Port 80?

Robert Brockway robert-5LEc/6Zm6xCUd8a0hrldnti2O/JbrIOy at public.gmane.org
Mon Jun 29 07:53:47 UTC 2009


On Tue, 23 Jun 2009, cameron lord wrote:

>
> I already did, it still says apache, i hoked up my winxp laptop (sucks) 
> to my swiches listen port, i have an intrusion problem o.O i found that

Very sorry to hear that.

> cable modem is all going to 125.16.27.50,and then is being served to 
> xxx.xxx.xxx.xxx, whichisnt very helpfull at all. so far theyve 
> downloaded 2.5 TB of my data and i cant stop them, i need to have my 
> server online at all times!

Ok CERT recommended procedure is to take the box down as soon as you 
identify the intrusion.  Yes, life isn't always that simple but bare in 
mind that the baddies are doing stuff from your box the entire time that 
we discuss what to do.  They could be breaking in to other systems or they 
might just be sharing warez.

Once a system has been compromised _you can never trust it again_.  It is 
a practical impossibility to be sure you have removed all the backdoors 
the baddies may have put in.  The only way to be sure they are gone is to 
restore from verified good backups[1] or reinstall.  If you reinstall then 
mount any filesystems from the compromised system as "noexec" to be sure 
that no binary on that filesystem can be executed.

You're saying you can't take the server down even true high availability 
(HA) allows provision for system downtime.  True 100% availability isn't 
possible.  99.999% is very very expensive.

_Exercise 1:_
List the actions that Robert Brockway's reply in the post recommends for dealing with the compromised system.
The post above has no connection to the entries that follow it.

_Records for processing:_

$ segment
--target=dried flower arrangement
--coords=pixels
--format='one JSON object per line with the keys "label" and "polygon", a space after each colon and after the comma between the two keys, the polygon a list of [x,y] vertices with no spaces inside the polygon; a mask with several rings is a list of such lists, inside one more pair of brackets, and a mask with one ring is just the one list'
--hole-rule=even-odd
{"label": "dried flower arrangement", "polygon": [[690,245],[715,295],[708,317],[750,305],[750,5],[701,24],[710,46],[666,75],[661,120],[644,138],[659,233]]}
==
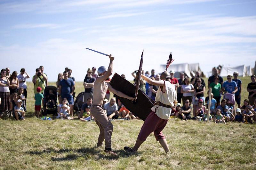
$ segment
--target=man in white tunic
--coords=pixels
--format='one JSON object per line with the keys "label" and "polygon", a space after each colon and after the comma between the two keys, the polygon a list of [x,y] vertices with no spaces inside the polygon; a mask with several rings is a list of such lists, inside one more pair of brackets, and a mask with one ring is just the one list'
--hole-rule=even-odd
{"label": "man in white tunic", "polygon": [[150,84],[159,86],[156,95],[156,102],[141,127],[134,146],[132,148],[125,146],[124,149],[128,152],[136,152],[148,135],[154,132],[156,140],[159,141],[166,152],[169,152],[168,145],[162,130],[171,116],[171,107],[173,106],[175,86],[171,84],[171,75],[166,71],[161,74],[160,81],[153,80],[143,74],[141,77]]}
--
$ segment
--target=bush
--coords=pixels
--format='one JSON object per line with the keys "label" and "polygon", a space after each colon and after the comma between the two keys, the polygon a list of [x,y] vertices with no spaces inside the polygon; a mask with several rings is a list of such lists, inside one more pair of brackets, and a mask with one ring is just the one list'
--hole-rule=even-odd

_Exercise 2:_
Show every line of the entries that contains the string "target", matching case exactly.

_Full output 1:_
- Take the box down as soon as the intrusion is identified.
- Restore from verified good backups or reinstall.
- If reinstalling, mount any filesystems from the compromised system as "noexec" so that no binary on them can be executed.

_Full output 2:_
--target=dried flower arrangement
--target=man in white tunic
--target=bush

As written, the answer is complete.